Continue the excerpt below on significance and sound inference in corpus linguistics, starting right after its final sentence.

#### [SELECTED EXCERPT]
==========

As a general rule, **only cite a change if it is significant**. Try to avoid saying that a non-significant change is “indicative”. In my book, an indicative result is when you don’t know how to test your data for significance, but the results *look* sizeable.

So we should amend our first summary to read something like the following. (We take out figures for the 2000s because they do not significantly differ.)

- In the 1920s data ‘cogitate’ uses account for 77% (66-86%) of the uses of the word
*think*(Wilson score interval at a 95% confidence level), falling to around 60% ±7% by the 1960s.

### Sound?

A sound argument is about **what we can reasonably infer** from our results.

Might there be an alternative explanation that accounts for the observations other than the one we are attempting to find evidence for?

A good researcher needs to play ‘devil’s advocate’. We need to be self-critical, and careful in what we claim our results demonstrate.

Most of the work here is in **designing the experiment** optimally in the first place. Corpus linguists engage in what is termed *ex-post facto* research, meaning that we carry out retrospective data analysis. We cannot easily introduce new experimental conditions. Consider the cost of re-sampling sentences, annotating them and building new corpora! However, we can readily alter our experimental design. We can refine queries and variable definitions, choose alternative baselines, and manually eliminate cases where alternation may not plausibly occur. This question is dealt with at length elsewhere on this blog.

Second, **do not misinterpret use proportions** as if they represented speaker choices. This data examines four different meanings of the same utterance, the verb *think*, where the baseline is simply all cases of *think*. The probability of *think* being used to express one particular meaning, say quotative *think*, is meaningful to the hearer (because it represents their exposure to that meaning). However, this probability represents something quite different from the choice of *think* out of all potential quotative expressions. It is extremely important not to confuse choice and use and the type of inference one can draw from the results.

The growth of quotative *think* is unlikely to represent a novel meaning in the data, rather that in the past the same meaning was expressed differently. The most plausible hypothesis would be that in the ’20s, speakers employed other verbs in place of *think* in statements such as *I think we should go*. The way to evaluate this hypothesis is to pose the question in terms of choice: i.e. compare quotative *think* against its alternates.

These two issues concerns the **dependent variable**.

==========

#### [DATASET RECORDS]
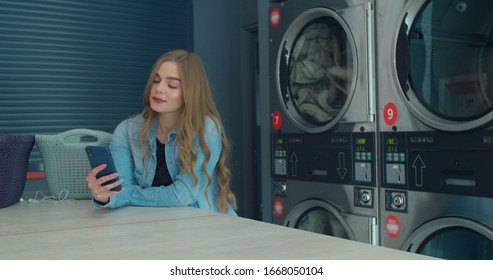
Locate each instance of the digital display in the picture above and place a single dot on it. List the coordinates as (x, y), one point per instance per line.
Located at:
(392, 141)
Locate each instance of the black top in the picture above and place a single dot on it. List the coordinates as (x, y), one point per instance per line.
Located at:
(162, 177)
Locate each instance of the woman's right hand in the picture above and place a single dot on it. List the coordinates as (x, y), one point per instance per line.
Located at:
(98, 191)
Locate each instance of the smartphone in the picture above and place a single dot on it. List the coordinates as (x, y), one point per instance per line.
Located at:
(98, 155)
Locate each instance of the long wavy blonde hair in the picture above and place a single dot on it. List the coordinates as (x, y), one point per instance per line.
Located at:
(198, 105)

==========

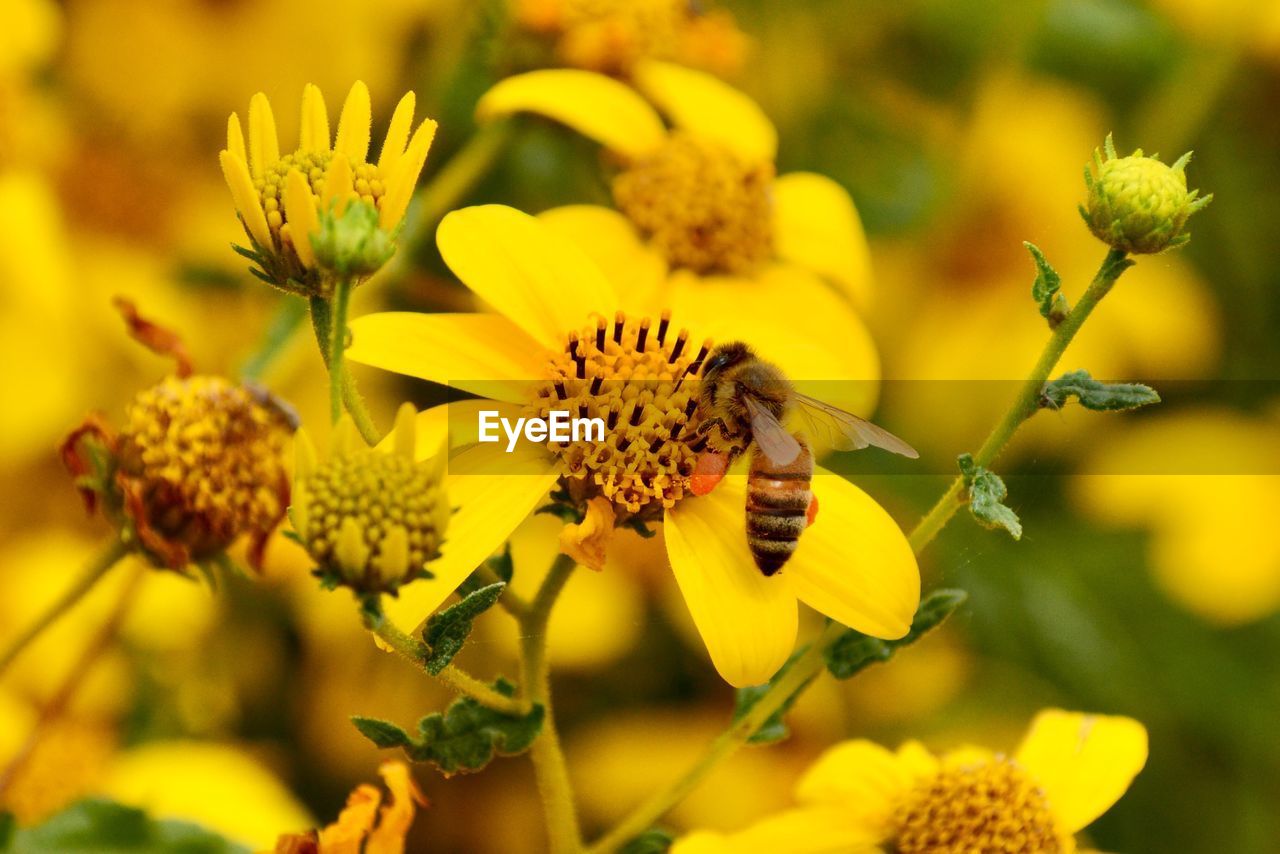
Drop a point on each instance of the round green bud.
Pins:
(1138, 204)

==========

#### [RESULT OF THIS EXERCISE]
A third question concerns whether the** independent variable** is really measuring what we think it is.

For example, in Magnus Levin’s data above, the independent variable is **time**, and the dependent variable is the meaning of *think*. But how do we know that ‘time’ is really representing chronological time *per se*, or just samples taken from that time period?

This is generally termed a “sampling problem”.

- Were the samples collected in exactly the same way, and how might sociological and technological change interact with time? For example, were we to extend the DCPSE corpus (1960s-1990s) into the future, we would probably wish to include popular modes of communication that
**simply didn’t exist**in the earlier time period (such as text messaging), or which had socially**limited use**(such as email). Similarly, does ‘time’ in the TIME Magazine Corpus reflect the impact of editorial style changes? - The International Corpus of English protocol required the collection of 10,000 words of
**telephone conversations**from the 1990s in each of its international 1M word samples. This was a problem in a number of countries: in some, few used the telephone, whereas in others, recording phone conversations was specifically banned by the state (even when prior consent was given). Legal cross-examination is differentially limited by social class, and so forth.

Independent variables are looking less and less independent!

The solution to this problem is usually considered in terms of injunctions to researchers to obtain a balanced sample (an instruction equivalent to “first, catch your rabbit!”).

The problem is that it is rarely possible to balance a sample for everything! Consequently it is extremely important therefore to **recognise the limitations of your data**, work around these problems if you can and state the problems plainly if you can’t.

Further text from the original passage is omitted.